Pull out each line in the records below that contains the word "white".

-- start Data rows --

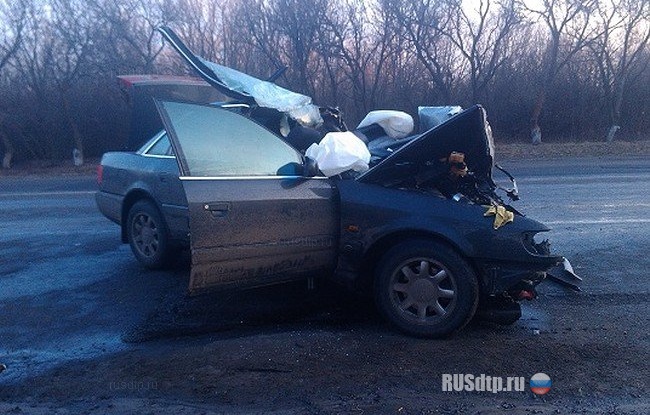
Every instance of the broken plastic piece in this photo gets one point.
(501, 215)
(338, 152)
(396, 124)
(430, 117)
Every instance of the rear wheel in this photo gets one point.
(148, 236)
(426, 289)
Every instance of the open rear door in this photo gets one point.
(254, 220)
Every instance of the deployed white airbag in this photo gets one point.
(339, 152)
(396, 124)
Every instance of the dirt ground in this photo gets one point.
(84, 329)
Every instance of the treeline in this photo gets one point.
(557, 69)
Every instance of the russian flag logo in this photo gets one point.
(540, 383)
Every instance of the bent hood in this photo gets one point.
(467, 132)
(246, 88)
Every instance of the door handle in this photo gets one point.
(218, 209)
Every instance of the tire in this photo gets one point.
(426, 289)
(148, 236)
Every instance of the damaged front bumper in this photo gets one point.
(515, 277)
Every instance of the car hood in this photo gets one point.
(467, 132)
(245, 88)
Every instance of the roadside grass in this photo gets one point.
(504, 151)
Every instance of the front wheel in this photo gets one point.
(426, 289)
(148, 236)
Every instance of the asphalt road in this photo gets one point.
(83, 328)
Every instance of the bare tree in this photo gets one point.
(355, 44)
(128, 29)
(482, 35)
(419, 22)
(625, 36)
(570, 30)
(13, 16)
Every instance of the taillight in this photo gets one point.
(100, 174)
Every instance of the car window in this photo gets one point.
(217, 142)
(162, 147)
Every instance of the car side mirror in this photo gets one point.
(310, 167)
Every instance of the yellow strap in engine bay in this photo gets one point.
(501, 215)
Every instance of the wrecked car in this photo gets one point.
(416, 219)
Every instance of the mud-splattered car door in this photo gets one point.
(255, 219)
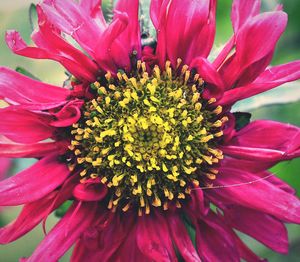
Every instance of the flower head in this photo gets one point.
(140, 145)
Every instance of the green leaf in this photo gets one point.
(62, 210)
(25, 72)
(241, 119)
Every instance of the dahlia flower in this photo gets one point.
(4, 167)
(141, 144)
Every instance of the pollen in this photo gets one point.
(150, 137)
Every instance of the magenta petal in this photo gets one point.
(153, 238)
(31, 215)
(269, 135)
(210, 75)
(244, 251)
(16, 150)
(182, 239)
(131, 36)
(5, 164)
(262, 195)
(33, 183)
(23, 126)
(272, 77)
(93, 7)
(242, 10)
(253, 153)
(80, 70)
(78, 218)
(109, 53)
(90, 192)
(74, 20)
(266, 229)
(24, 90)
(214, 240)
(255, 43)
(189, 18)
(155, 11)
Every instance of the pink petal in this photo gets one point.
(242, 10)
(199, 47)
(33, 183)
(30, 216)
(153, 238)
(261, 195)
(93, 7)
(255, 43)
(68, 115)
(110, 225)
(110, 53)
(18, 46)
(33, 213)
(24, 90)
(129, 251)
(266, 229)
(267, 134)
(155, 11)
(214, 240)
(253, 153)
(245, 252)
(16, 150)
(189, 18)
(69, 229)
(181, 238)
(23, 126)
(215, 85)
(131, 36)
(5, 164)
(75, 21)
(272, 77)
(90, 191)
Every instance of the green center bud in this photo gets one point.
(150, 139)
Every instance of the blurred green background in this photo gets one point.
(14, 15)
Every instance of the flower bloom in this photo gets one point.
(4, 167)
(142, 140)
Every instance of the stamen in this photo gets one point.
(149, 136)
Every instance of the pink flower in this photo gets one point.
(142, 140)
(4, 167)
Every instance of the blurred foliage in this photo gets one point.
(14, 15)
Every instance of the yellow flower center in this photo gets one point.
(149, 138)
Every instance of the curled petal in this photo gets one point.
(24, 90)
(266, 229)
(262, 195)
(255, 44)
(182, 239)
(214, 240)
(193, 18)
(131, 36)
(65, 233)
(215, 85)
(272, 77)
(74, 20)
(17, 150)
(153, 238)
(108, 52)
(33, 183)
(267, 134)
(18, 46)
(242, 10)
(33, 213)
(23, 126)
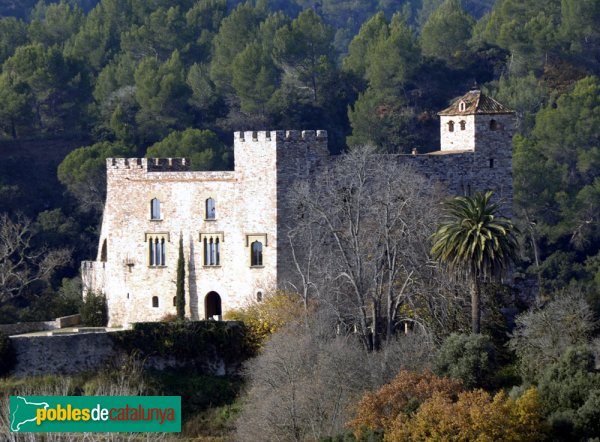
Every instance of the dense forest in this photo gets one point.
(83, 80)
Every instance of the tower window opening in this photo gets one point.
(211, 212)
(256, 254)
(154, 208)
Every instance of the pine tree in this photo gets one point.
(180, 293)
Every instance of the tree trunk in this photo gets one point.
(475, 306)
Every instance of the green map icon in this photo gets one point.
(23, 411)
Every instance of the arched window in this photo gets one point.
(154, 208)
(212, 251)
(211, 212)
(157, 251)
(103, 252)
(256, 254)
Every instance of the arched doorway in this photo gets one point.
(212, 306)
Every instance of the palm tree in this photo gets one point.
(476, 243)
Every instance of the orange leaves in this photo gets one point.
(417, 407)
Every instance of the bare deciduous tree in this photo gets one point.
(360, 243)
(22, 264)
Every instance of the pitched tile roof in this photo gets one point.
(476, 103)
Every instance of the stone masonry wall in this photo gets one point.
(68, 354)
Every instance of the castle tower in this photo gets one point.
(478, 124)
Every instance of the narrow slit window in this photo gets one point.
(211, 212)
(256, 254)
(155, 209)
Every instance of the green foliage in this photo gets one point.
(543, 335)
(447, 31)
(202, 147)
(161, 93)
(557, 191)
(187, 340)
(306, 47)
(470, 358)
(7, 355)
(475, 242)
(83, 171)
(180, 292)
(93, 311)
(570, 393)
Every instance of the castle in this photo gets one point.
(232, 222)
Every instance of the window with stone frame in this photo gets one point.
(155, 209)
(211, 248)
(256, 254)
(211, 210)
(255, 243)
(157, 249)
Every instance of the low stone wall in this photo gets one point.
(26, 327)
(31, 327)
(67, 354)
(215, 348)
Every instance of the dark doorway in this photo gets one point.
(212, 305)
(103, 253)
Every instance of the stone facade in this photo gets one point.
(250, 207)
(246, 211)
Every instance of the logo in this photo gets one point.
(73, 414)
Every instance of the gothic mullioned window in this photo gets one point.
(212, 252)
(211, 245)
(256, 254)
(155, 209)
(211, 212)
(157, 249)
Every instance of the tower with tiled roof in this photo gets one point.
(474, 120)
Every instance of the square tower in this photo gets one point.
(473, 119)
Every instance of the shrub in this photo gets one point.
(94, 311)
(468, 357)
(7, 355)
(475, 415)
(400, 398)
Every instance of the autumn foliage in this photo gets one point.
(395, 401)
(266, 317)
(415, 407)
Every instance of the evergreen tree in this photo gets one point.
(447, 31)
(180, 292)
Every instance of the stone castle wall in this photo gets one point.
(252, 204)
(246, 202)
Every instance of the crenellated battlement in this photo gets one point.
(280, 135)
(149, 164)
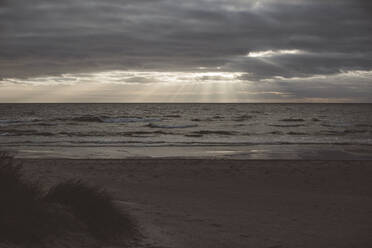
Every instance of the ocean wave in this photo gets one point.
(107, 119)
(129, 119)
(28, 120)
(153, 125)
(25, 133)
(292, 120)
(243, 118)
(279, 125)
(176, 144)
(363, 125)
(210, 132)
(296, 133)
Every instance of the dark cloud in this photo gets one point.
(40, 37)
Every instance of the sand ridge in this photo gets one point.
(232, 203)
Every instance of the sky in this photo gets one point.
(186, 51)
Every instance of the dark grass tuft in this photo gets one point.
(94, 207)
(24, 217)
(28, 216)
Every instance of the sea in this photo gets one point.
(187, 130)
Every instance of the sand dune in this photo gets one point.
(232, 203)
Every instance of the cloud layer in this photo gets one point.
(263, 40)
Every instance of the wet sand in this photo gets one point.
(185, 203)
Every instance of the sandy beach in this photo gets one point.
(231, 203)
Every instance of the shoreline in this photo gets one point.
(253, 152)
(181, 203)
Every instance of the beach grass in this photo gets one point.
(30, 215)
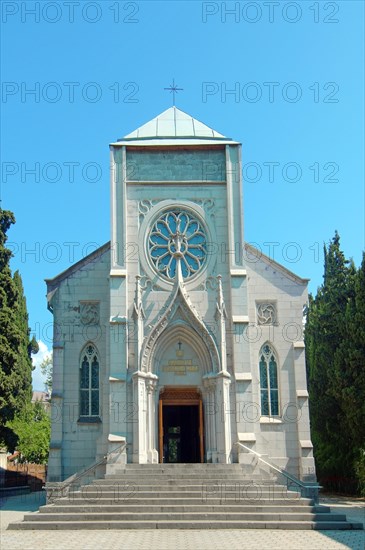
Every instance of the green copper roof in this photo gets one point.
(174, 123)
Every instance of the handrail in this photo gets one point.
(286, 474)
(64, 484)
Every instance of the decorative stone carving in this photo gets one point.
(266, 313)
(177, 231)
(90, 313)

-- end Data rows --
-- start Data rows --

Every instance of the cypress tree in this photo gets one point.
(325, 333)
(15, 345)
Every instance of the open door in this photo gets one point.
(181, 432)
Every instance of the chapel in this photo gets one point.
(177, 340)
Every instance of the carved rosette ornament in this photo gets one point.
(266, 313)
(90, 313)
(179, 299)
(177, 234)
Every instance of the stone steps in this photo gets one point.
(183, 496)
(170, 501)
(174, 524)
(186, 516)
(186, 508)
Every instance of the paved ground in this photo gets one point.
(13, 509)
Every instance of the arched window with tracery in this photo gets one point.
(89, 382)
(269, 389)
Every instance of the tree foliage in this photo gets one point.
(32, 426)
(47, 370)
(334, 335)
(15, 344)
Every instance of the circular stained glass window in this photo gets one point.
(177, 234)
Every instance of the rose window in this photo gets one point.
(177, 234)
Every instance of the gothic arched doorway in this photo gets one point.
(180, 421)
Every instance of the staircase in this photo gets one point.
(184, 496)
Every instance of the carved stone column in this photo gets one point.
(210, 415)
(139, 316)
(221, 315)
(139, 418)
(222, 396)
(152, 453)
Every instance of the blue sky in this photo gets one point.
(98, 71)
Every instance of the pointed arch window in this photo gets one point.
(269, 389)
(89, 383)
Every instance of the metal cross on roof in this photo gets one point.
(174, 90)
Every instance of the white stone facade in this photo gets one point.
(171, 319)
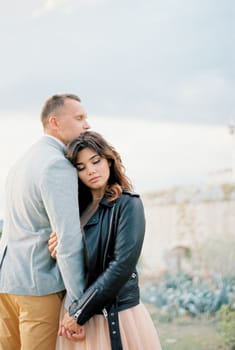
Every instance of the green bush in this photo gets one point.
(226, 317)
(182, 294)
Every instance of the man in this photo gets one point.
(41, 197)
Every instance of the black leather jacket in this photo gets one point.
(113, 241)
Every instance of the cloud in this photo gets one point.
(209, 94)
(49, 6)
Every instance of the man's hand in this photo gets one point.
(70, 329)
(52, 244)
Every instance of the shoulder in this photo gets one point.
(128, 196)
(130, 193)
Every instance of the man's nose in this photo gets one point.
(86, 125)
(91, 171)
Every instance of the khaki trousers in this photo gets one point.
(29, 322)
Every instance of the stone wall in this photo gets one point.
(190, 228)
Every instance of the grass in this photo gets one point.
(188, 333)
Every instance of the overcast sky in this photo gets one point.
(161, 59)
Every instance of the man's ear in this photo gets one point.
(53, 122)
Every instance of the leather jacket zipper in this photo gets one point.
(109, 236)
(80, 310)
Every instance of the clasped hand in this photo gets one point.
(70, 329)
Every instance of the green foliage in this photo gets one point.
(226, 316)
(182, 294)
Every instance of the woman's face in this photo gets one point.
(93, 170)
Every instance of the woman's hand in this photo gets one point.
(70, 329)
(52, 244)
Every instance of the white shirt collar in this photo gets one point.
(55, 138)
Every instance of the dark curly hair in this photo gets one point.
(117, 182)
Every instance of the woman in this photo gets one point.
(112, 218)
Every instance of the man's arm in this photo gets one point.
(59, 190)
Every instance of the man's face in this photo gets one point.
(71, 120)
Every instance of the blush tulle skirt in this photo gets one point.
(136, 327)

-- end Data rows --
-- start Data rows --

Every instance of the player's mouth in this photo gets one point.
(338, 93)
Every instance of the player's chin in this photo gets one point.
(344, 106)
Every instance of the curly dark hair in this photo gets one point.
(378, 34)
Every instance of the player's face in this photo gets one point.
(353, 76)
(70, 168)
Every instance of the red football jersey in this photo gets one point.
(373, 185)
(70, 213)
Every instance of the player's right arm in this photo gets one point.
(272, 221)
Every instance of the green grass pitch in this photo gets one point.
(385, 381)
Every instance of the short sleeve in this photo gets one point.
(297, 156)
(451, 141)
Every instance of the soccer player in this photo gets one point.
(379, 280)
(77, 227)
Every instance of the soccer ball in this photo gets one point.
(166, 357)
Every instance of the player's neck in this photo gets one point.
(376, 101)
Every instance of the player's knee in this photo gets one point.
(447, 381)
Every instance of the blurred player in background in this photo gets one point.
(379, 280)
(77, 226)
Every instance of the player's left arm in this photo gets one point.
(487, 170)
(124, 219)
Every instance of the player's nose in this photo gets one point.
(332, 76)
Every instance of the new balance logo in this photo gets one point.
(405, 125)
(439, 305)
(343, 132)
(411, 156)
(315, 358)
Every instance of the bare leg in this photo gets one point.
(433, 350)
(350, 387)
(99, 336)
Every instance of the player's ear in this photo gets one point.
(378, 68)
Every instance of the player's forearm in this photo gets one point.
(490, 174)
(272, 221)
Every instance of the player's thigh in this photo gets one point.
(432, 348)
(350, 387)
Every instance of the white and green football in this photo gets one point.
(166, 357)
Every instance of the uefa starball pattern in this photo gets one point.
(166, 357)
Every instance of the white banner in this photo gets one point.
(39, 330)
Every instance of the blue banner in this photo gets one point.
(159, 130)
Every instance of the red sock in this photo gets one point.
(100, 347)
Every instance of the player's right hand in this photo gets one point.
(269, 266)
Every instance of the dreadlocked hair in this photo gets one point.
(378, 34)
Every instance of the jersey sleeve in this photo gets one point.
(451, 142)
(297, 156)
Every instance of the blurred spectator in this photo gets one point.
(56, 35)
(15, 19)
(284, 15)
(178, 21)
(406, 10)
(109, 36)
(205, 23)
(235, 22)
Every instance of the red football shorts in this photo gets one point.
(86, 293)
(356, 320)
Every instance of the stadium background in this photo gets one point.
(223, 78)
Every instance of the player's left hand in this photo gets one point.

-- end Data rows --

_Expected answer_
Every instance of the deployed white airbag in this photo gets one point.
Every instance of the white stone facade in this photo gets one point.
Every instance of the white shirt collar in this photo gets one point.
Every instance of the white and green football in this photo gets one point.
Every instance of the white banner in this photo gets one point.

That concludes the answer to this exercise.